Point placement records
##########

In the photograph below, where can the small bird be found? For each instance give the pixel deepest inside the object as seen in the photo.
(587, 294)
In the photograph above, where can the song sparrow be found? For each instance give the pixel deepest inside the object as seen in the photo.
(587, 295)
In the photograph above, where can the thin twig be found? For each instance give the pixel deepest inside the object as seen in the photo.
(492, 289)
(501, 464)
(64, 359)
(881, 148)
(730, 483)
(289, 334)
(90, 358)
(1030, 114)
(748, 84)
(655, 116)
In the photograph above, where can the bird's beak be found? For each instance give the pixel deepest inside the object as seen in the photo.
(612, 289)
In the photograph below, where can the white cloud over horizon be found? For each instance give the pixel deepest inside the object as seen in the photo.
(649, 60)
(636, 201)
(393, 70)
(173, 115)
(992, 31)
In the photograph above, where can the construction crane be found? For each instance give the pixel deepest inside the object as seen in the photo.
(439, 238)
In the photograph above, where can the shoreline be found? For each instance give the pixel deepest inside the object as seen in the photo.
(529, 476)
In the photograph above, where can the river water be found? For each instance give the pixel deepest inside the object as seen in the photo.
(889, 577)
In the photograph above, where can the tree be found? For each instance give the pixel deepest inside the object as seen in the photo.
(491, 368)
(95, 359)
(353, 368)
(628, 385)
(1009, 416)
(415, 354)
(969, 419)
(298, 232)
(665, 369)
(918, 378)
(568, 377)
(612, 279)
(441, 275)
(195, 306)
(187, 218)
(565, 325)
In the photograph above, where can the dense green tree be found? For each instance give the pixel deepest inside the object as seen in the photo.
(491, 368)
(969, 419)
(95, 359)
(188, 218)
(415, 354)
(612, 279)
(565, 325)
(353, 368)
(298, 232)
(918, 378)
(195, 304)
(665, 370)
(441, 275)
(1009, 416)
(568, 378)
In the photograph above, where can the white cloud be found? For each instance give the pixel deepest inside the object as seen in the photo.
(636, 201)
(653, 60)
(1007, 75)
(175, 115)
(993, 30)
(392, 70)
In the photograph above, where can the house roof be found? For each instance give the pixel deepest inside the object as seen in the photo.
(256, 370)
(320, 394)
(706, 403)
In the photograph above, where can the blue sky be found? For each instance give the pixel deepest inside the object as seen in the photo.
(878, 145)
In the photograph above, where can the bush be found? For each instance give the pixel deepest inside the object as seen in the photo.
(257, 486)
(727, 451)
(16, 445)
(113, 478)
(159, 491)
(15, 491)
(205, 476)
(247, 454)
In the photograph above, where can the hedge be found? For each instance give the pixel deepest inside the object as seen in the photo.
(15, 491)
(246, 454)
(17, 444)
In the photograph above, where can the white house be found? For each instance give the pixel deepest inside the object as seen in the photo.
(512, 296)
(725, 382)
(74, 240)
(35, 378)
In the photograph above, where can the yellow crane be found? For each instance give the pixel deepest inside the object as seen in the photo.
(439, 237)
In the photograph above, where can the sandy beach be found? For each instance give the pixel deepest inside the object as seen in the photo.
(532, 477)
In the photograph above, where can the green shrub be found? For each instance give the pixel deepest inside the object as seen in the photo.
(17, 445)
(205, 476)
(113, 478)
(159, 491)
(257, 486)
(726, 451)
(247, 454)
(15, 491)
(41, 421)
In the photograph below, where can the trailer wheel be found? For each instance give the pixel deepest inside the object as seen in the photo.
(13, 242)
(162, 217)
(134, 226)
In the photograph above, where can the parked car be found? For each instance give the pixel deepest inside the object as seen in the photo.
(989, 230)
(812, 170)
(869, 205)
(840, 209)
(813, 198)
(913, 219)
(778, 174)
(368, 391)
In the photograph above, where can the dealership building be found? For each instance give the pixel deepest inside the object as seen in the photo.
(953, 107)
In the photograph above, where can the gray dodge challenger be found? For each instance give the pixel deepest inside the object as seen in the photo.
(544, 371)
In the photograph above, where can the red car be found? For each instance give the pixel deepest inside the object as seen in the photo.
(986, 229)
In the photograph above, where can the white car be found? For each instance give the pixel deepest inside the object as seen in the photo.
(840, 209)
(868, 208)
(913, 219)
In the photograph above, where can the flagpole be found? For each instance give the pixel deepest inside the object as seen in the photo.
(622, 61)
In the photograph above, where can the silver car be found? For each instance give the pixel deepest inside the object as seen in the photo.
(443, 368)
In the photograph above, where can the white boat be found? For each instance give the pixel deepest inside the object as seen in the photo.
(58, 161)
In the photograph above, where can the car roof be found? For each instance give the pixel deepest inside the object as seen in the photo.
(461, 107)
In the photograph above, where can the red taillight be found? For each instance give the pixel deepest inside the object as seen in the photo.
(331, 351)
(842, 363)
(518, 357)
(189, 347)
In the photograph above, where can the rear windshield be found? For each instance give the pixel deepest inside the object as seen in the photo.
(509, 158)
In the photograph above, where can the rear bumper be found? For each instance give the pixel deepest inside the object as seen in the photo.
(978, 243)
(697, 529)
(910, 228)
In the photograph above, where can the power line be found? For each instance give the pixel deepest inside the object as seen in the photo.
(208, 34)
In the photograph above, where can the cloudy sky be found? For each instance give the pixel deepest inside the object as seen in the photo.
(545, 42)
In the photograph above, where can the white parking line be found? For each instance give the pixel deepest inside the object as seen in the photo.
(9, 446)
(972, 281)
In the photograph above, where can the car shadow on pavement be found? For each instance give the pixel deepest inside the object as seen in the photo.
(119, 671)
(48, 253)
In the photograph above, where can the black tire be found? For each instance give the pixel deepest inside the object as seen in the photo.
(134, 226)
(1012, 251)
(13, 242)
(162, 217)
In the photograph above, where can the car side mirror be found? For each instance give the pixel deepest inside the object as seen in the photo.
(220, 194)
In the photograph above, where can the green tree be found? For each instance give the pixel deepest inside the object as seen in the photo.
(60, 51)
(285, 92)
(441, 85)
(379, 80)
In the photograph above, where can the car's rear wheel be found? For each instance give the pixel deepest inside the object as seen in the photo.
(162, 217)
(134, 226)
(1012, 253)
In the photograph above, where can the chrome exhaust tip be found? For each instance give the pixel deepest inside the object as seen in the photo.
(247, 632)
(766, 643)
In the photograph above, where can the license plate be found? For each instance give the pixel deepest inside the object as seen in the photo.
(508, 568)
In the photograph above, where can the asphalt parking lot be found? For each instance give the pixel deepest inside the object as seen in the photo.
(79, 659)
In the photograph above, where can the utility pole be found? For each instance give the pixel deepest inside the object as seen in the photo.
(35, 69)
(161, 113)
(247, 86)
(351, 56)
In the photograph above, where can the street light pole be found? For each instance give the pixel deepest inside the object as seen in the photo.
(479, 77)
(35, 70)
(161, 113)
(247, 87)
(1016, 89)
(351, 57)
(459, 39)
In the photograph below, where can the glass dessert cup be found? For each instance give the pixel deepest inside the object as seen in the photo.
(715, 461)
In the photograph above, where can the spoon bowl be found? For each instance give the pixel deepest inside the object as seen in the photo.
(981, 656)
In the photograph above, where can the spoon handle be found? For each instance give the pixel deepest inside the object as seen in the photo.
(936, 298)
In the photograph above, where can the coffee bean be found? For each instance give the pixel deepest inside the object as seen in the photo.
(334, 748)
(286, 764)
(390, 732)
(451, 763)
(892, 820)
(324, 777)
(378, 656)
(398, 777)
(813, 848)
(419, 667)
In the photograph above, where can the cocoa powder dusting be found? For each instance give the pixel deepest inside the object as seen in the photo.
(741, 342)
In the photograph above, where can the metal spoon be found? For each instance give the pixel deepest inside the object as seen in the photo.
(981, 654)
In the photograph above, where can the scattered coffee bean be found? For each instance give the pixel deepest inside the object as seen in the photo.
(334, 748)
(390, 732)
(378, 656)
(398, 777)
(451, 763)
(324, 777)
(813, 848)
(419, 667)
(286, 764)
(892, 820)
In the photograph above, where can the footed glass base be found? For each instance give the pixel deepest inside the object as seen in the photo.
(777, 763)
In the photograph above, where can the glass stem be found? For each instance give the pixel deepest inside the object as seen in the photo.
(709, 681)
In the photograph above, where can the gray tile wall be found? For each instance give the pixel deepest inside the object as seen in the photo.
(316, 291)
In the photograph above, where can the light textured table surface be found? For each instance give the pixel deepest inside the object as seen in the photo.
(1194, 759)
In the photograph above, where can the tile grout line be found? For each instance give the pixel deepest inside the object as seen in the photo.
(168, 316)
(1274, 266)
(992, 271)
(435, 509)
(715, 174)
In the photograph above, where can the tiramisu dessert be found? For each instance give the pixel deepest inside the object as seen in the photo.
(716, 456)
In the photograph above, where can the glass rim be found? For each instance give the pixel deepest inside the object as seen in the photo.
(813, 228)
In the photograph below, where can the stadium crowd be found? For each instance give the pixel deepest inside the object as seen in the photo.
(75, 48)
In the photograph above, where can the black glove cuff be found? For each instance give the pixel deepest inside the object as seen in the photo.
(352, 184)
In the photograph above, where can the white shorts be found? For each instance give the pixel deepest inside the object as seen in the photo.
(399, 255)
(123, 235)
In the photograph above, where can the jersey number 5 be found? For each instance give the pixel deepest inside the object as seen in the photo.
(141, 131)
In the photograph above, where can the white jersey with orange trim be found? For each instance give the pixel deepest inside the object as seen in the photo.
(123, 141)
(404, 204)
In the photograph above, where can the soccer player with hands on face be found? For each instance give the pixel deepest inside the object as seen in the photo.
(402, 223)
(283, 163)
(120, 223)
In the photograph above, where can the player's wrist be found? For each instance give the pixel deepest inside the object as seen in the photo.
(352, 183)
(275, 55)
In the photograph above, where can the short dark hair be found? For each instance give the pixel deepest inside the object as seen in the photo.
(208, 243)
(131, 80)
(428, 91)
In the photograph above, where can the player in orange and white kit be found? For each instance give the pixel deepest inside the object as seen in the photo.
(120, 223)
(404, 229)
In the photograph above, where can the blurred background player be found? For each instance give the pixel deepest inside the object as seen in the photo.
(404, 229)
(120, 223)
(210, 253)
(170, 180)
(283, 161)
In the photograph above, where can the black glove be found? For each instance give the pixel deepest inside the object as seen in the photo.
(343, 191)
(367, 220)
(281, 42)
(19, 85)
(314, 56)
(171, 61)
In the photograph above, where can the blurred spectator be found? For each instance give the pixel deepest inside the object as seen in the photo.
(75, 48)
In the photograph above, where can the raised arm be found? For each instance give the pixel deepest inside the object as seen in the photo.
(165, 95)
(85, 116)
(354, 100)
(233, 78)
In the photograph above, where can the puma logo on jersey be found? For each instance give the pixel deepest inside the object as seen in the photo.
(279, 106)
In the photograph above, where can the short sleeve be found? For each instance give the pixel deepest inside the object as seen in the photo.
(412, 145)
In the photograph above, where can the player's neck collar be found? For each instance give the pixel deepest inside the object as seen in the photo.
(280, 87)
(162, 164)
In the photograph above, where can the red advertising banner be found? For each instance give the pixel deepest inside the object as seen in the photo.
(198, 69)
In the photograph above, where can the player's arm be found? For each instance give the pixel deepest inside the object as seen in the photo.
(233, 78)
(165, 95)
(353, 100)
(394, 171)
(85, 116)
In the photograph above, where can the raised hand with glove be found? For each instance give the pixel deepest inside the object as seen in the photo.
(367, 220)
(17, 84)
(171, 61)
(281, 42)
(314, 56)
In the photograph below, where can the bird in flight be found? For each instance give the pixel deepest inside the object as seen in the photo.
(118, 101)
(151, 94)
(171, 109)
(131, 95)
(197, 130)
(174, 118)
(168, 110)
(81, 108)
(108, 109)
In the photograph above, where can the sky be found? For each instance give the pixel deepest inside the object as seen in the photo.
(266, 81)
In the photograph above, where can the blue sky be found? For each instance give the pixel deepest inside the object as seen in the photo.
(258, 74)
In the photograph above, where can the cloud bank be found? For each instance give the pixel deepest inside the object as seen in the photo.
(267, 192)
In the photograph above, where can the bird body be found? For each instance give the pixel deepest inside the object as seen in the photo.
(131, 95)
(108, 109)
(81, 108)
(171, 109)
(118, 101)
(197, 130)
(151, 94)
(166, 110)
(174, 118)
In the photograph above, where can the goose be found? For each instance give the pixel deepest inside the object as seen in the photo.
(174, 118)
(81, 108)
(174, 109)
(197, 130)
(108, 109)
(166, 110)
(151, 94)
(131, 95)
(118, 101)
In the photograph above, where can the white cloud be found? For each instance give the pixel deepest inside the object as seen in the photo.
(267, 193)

##########

• _WHAT NEEDS TO BE DONE_: Repeat exactly the lines starting at the line with "In the photograph above, where can the cloud bank" and ending with the final line of the entries. Include nothing else.

• _PROBLEM SOLUTION_:
In the photograph above, where can the cloud bank be found? For each instance give the pixel deepest inside the object as seen in the photo.
(267, 192)
In the photograph above, where can the bird body be found? For each instance give the pixel deepest inside the object as seen in the photo.
(131, 95)
(108, 109)
(81, 108)
(171, 109)
(118, 101)
(197, 130)
(151, 94)
(166, 110)
(174, 118)
In the photograph above, where can the goose be found? For each instance give the pixel deepest inside the object as seen in the photo.
(174, 118)
(81, 108)
(174, 109)
(197, 130)
(108, 109)
(166, 110)
(151, 94)
(131, 95)
(118, 101)
In the photograph above, where can the white cloud be found? For each instance give the pixel deepest inside the object as seen in the photo.
(267, 193)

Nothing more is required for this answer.